[What the task asks] From the line with "Annotation task — tag the red shoe" through the final line, please write out the listing exactly, including both of those lines.

[Given information]
▬▬▬▬▬▬▬▬▬▬

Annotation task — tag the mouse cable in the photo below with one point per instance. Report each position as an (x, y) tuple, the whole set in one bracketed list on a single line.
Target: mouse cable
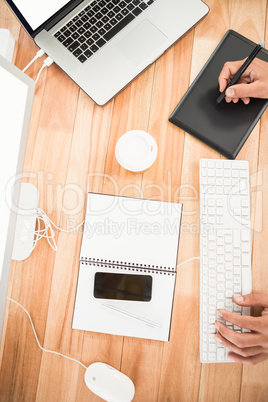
[(37, 340), (57, 353), (47, 62), (48, 231), (190, 259), (40, 53)]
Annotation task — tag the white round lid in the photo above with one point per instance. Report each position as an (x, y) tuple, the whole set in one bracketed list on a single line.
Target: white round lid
[(136, 150)]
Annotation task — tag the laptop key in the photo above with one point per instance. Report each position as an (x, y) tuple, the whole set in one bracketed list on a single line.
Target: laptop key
[(94, 48), (61, 38), (75, 35), (93, 29), (73, 46), (143, 6), (117, 28), (90, 41), (107, 26), (72, 28), (77, 52), (105, 19), (101, 42), (84, 47), (88, 53), (67, 42), (119, 17), (82, 39), (137, 11), (96, 36), (82, 58), (102, 31)]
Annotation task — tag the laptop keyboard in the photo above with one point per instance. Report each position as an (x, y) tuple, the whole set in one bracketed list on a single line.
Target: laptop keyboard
[(97, 23)]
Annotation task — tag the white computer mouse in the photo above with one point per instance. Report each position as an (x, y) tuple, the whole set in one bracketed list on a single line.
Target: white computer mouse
[(109, 383)]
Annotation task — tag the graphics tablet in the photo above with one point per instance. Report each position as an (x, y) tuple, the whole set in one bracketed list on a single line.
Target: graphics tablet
[(224, 127)]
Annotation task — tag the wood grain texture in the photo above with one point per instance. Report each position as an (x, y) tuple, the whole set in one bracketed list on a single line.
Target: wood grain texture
[(70, 151)]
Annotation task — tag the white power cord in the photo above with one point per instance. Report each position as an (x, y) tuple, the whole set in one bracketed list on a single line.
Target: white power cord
[(47, 62), (40, 53), (37, 340), (48, 231), (31, 321), (190, 259)]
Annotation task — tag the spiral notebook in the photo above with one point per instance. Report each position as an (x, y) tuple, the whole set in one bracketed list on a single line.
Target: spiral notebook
[(127, 268)]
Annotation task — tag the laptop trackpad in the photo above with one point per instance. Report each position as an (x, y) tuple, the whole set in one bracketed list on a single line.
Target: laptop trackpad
[(143, 40)]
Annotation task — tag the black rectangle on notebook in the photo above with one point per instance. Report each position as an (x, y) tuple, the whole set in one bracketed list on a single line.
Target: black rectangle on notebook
[(224, 127)]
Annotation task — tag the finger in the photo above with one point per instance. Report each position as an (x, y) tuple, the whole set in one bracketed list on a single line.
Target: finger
[(248, 360), (228, 71), (260, 300), (264, 311), (246, 322), (242, 340), (243, 90), (245, 352), (246, 100)]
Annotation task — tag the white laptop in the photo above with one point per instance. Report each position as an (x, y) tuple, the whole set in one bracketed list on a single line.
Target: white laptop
[(103, 44)]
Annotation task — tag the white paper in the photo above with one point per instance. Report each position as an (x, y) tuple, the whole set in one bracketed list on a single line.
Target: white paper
[(132, 231)]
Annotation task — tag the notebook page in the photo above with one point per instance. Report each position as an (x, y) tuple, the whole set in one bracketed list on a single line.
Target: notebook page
[(131, 231)]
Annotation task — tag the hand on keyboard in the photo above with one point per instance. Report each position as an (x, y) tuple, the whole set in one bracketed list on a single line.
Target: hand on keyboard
[(247, 347)]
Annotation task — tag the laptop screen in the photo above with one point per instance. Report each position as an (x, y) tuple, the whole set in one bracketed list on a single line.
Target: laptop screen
[(37, 12)]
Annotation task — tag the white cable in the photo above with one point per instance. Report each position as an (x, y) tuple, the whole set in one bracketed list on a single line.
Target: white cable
[(190, 259), (37, 340), (48, 231), (38, 54), (47, 62)]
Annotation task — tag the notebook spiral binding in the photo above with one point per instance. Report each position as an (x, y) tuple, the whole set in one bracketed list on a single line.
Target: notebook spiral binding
[(130, 266)]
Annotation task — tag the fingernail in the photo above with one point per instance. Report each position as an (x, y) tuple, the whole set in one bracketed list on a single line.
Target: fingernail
[(218, 339), (230, 92)]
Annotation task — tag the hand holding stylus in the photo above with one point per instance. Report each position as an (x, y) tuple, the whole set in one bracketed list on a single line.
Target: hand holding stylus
[(252, 84)]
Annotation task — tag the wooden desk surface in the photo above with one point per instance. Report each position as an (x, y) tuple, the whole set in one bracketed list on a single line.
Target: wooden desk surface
[(70, 152)]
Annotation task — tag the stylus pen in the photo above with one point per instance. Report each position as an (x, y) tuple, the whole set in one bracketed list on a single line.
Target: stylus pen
[(134, 316), (242, 69)]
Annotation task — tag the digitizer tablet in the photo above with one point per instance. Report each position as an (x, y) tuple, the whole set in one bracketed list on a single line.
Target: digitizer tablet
[(224, 127)]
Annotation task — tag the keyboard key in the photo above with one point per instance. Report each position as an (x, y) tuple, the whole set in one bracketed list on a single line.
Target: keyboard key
[(227, 271)]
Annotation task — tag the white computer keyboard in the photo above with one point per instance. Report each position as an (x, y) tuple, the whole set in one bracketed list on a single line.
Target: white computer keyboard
[(225, 248)]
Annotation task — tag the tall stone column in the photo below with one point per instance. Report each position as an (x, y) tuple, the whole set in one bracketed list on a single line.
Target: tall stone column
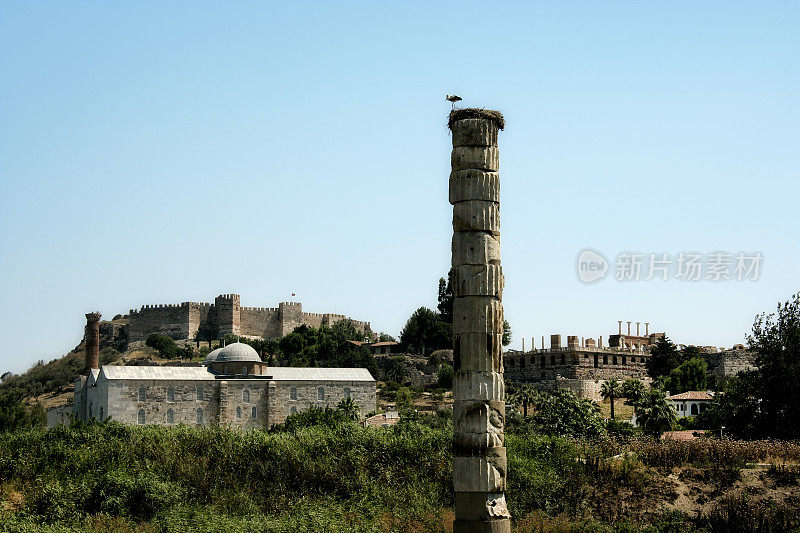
[(479, 463), (92, 342)]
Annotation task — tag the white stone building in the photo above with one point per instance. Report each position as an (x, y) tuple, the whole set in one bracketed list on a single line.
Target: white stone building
[(691, 403), (233, 387)]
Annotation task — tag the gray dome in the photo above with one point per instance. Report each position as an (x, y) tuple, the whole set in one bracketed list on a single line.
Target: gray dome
[(212, 356), (238, 351)]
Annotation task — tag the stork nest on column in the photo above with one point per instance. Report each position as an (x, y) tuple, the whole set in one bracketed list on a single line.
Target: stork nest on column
[(473, 112)]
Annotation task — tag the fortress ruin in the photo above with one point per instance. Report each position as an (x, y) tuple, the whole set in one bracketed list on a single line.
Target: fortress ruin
[(206, 321)]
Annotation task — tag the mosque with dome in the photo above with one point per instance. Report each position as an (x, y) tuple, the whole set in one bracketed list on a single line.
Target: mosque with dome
[(233, 387)]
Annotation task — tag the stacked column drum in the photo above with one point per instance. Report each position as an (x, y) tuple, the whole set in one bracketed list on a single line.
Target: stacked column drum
[(479, 464)]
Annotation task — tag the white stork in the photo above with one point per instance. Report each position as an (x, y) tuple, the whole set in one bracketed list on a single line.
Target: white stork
[(452, 99)]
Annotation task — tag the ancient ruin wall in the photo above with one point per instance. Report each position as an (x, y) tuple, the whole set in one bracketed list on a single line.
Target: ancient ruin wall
[(171, 320), (191, 320), (479, 462)]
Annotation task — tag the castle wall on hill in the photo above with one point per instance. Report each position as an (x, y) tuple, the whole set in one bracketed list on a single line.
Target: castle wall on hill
[(203, 321), (575, 363), (171, 320)]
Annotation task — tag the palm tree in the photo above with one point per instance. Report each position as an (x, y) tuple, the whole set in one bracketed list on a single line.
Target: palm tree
[(349, 408), (611, 389), (654, 412), (397, 370), (633, 390)]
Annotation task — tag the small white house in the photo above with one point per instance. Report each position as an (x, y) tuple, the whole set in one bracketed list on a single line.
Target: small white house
[(691, 403)]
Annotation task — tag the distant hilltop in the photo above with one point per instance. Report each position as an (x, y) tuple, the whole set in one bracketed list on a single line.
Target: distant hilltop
[(207, 321)]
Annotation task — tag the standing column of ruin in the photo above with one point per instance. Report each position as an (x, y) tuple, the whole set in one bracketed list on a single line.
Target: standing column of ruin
[(92, 342), (479, 463)]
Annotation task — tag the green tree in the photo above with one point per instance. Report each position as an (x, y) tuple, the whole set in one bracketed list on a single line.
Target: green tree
[(292, 344), (396, 369), (346, 330), (230, 338), (765, 402), (776, 343), (689, 375), (444, 377), (506, 333), (445, 298), (562, 413), (633, 390), (164, 344), (611, 389), (738, 408), (522, 395), (664, 356), (654, 413), (425, 332), (404, 400), (350, 408)]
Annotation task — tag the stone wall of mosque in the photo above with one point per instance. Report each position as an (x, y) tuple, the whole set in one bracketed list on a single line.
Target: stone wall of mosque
[(160, 402), (238, 403), (294, 396)]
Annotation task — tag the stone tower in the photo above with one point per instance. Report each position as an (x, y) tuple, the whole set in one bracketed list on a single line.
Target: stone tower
[(92, 342), (479, 463), (228, 313)]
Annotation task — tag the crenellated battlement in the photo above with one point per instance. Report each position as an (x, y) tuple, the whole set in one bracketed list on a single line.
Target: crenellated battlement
[(203, 320)]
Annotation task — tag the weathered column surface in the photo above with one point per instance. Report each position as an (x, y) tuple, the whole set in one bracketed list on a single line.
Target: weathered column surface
[(479, 463), (92, 342)]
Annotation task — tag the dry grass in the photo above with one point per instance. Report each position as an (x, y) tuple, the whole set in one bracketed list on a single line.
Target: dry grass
[(723, 453)]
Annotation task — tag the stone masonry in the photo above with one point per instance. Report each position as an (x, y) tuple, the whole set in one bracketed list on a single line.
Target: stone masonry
[(204, 321), (479, 462), (92, 342)]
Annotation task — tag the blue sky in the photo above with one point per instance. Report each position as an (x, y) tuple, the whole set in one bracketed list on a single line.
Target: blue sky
[(157, 152)]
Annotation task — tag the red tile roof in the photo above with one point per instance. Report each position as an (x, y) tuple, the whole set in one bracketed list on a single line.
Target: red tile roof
[(692, 395), (682, 435)]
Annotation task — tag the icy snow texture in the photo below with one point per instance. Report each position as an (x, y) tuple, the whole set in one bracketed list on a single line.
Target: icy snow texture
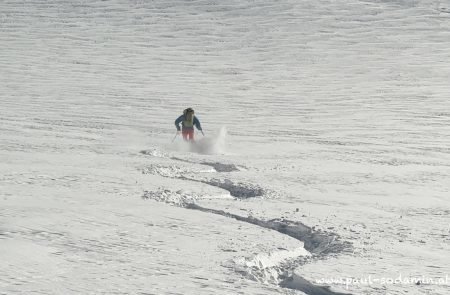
[(341, 106)]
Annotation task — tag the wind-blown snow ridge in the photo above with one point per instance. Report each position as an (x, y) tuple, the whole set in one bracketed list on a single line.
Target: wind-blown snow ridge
[(237, 189), (319, 243)]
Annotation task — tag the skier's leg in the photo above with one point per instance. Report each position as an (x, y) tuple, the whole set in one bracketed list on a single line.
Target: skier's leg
[(185, 134)]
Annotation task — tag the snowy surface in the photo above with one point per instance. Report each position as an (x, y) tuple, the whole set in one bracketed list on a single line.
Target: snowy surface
[(329, 116)]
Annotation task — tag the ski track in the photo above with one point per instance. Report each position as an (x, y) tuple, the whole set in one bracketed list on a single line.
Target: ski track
[(281, 272), (337, 113)]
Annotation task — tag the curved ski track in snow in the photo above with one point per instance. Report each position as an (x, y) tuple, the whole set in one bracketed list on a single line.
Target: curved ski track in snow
[(279, 271)]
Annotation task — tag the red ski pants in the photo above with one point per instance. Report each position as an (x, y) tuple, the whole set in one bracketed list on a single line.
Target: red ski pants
[(188, 134)]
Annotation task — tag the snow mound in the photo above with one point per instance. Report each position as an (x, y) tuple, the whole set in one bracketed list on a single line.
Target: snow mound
[(155, 153), (238, 190), (178, 198), (268, 267)]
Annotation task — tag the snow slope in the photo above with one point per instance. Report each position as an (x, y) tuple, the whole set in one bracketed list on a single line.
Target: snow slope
[(338, 140)]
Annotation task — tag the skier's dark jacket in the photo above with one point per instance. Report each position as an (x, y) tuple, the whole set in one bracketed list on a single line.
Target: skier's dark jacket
[(181, 120)]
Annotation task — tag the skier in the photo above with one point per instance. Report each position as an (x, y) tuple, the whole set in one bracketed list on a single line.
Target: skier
[(188, 121)]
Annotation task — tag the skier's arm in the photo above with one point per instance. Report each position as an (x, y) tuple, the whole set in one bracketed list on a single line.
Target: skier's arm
[(178, 121), (197, 124)]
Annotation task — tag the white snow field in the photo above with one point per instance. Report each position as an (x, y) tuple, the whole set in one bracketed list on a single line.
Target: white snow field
[(325, 168)]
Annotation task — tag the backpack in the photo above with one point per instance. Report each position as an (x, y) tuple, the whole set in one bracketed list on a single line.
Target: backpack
[(188, 117)]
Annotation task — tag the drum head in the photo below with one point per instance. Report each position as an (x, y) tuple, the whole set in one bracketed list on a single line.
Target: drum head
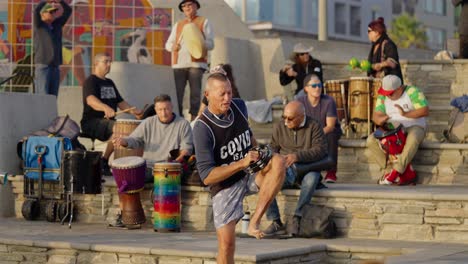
[(128, 162), (161, 166), (132, 121), (194, 39), (361, 78)]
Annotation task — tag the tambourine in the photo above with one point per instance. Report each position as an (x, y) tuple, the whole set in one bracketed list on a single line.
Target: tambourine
[(265, 153)]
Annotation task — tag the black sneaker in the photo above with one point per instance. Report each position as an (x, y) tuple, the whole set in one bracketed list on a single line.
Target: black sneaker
[(275, 229), (105, 169), (118, 222), (294, 227)]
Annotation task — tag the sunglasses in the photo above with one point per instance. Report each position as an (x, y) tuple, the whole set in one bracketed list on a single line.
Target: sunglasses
[(315, 85), (288, 118)]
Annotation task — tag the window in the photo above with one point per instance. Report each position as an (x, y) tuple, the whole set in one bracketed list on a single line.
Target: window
[(340, 18), (436, 38), (355, 21), (437, 7), (285, 13), (397, 7)]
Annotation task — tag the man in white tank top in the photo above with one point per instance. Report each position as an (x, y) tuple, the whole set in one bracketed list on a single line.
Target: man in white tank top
[(398, 104)]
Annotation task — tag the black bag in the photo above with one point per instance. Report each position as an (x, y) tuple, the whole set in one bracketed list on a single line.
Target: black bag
[(62, 126), (316, 222)]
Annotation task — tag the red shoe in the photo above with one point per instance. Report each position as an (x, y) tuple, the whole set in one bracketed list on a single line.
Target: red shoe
[(408, 177), (331, 176), (390, 178)]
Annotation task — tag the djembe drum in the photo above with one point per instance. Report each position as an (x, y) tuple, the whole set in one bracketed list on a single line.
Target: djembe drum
[(166, 215), (376, 84), (338, 89), (123, 128), (129, 175), (82, 171), (359, 98)]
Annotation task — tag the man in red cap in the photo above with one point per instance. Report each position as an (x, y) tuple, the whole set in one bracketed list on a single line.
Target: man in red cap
[(396, 105), (186, 67)]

▬▬▬▬▬▬▬▬▬▬

[Result below]
Annotation task — tag the red shoe in the photo above with one point per instance. Report each position as an (x, y) tuple, the whole set in one bracketed list on a single line.
Target: red shoe
[(408, 177), (331, 176), (390, 178)]
Annotation task — tag the djembe drum in the photo above with one point per instance. Report each position as an (x, y) tuple, the whole set in one bracketed list on a single line.
Target: djembe drum
[(166, 215), (376, 84), (338, 89), (123, 128), (129, 175), (82, 171), (359, 98)]
Annotation task — tag the man in red cap in the photo above with one point per instance. Report each position as an (x, y) tuple, the whole set in one bracketed list on a single line.
Target: man in red cap
[(396, 105), (186, 67)]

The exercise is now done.